### Assignment
Omitting all images, output the entries that follow exactly as written.

### Stored data entries

____________

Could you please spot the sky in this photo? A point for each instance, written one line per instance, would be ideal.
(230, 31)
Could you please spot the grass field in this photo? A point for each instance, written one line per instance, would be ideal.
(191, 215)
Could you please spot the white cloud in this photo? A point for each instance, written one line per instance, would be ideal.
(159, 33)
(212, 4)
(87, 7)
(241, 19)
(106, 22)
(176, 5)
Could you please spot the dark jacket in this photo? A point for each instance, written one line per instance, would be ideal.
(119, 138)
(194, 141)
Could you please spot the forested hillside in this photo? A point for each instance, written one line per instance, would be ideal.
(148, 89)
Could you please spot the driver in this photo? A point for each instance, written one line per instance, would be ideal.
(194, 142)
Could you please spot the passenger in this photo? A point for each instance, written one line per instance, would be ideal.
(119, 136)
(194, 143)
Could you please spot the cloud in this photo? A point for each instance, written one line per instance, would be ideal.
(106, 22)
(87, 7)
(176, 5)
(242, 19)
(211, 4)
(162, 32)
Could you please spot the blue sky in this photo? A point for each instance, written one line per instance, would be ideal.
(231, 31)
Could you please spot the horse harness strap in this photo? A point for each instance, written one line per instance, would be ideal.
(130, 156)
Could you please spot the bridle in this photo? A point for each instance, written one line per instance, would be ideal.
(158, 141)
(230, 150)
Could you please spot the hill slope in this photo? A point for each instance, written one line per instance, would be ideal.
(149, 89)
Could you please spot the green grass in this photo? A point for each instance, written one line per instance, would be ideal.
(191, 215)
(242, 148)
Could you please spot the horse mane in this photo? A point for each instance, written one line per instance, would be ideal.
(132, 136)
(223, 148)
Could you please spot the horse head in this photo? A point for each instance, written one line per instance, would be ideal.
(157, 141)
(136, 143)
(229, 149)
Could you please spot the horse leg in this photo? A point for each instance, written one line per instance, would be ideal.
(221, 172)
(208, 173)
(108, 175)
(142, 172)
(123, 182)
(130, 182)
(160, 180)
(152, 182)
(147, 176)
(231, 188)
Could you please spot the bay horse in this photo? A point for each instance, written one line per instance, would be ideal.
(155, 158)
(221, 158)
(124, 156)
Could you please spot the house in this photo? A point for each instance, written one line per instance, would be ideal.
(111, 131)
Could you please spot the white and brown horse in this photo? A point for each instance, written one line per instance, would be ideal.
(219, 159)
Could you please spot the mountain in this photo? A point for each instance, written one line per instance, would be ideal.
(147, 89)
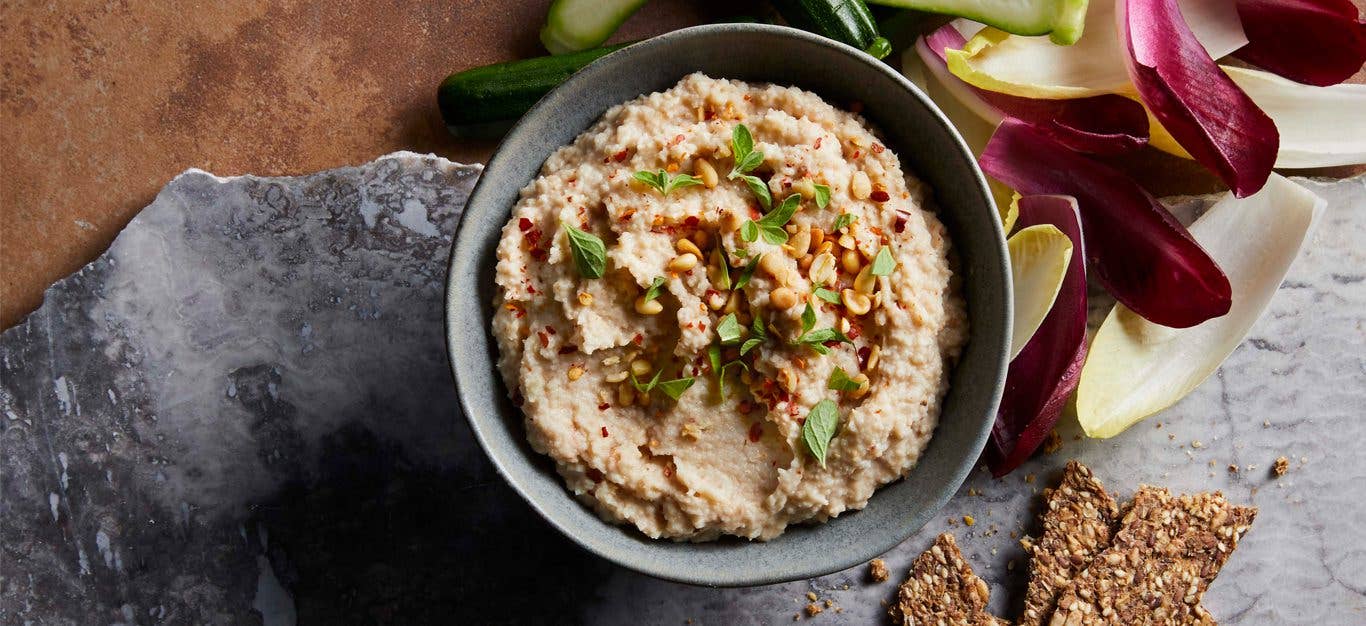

____________

### Problem solution
Could you please spot the sky in this photo? A point for each instance, written one line per instance, would be ideal.
(230, 31)
Could you please spot the grass field in this photo? A point for each instance, written one line per instance, would be ideal.
(191, 215)
Could you please spot the white cloud in this photo? A point for each instance, written one line per instance, would be ideal.
(159, 33)
(212, 4)
(87, 7)
(241, 19)
(106, 22)
(176, 5)
Could you please spot the dark jacket in this photo? A point for each instance, written one line per instance, would be ideal.
(119, 138)
(194, 141)
Could you please spot the forested hillside in this photo? A point for each instance, written one line per instance, would be ideal.
(148, 89)
Could you please spot the driver in this photo? A point for each instance, written one line per instance, would be ideal.
(194, 142)
Could you please spot the passenger in this photo? A point for each instance, written one line per instance, would be ideal.
(119, 136)
(194, 143)
Could you please spot the cloud in this photo? A point for each instance, written one line per instance, would be ideal.
(106, 22)
(87, 7)
(176, 5)
(242, 19)
(211, 4)
(162, 32)
Could you please spot the blue sky in this photo? A point for each instance, written one line per instance, would be ideal.
(231, 31)
Could you please spot the horse harness strap in this photo? A point for each instance, written one line per instance, would be ideal.
(130, 156)
Could you please spot the bridle in this photo? A point for each instance, written one line per instance, would be ideal.
(158, 141)
(230, 150)
Could you please spot the hill slope in this photo? A point for each instance, written one line per instance, would be ideal.
(149, 89)
Could you please spot the green grass in this photo? A point for each instance, written one line per instance, would be ideal.
(191, 215)
(242, 148)
Could you please spot the horse mane in this photo? A point for each instance, written one line per instance, would be ideal.
(132, 136)
(223, 148)
Could you please spot the horse head in this photo? A point for each instance, written one line per instance, would be ideal.
(157, 141)
(136, 143)
(229, 149)
Could you please spot the horse leg in this photo? A point for each instance, written one line per instance, would be ideal.
(221, 172)
(208, 173)
(108, 175)
(142, 172)
(123, 182)
(130, 182)
(160, 180)
(152, 182)
(147, 176)
(231, 188)
Could you please spot the bay horse in this photo? A point for each instance, written one line per instance, would be ideal.
(155, 158)
(221, 158)
(124, 156)
Could you please spot the house in this photo? A point for each instance, written one line per instance, would be ideal.
(111, 131)
Could you please spot the white and brown horse in this photo? A point for each instance, written one line per instance, would be ideal.
(219, 159)
Could you please spot the mountain in this photo? A point for each instance, written one line per instance, would be ideal.
(147, 89)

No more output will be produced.